■ **EXERCISE DESCRIPTION**
Gather every line of the material that contains the word "door", copying each such line in full. Matching is case-sensitive.

■ **DATA ENTRIES**
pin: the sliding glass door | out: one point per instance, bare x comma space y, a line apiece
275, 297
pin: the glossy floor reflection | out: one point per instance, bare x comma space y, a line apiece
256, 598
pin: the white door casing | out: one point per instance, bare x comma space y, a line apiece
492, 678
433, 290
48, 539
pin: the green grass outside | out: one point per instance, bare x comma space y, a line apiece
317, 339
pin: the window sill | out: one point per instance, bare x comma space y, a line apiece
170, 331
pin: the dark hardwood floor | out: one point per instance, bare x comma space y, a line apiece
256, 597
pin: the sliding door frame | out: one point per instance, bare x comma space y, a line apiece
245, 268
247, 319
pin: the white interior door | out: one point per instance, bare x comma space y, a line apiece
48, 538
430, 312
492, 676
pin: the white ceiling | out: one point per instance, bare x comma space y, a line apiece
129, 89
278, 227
---
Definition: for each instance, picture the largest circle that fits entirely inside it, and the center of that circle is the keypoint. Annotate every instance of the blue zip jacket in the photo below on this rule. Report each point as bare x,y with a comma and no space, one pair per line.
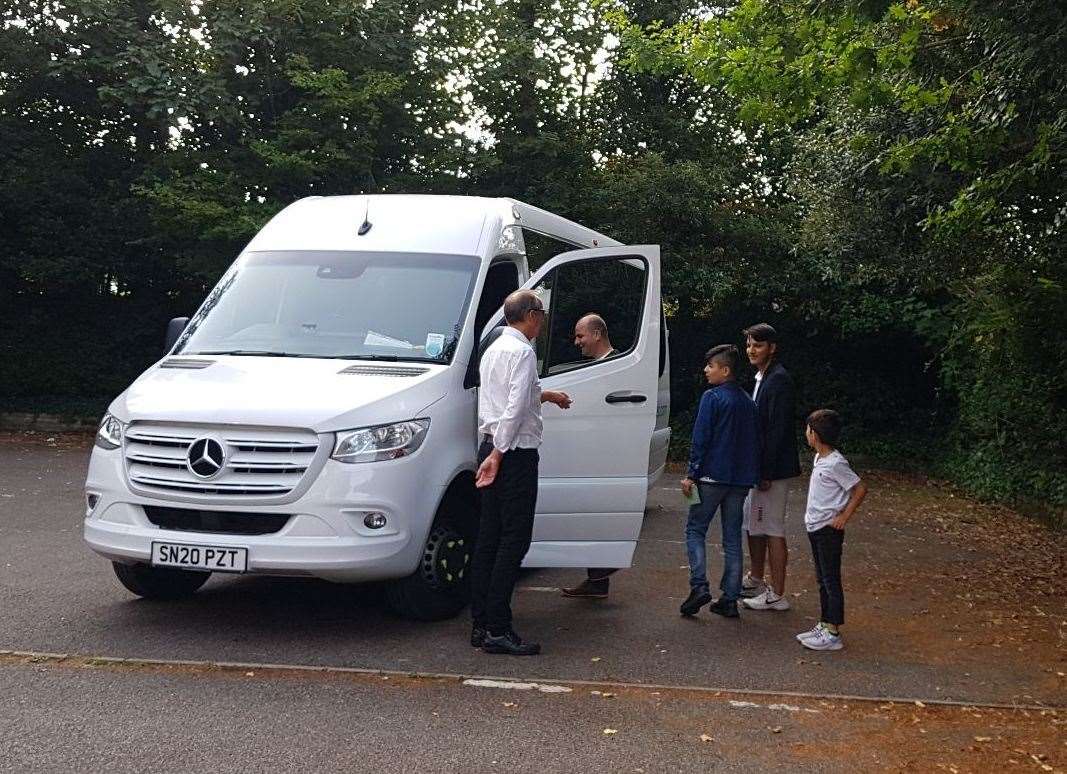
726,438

■ **RESPONSE TO THIS EXERCISE**
pin: the sliding glass door | out: one point per instance, bare x comma space y, a line apiece
pin: the white door casing | out: one point per instance, bare x comma space y, a line apiece
pin: the sliding door frame | out: one point per instance, bare x comma space y, a line apiece
pin: the white interior door | out: one point per instance, bare x comma space y, a line apiece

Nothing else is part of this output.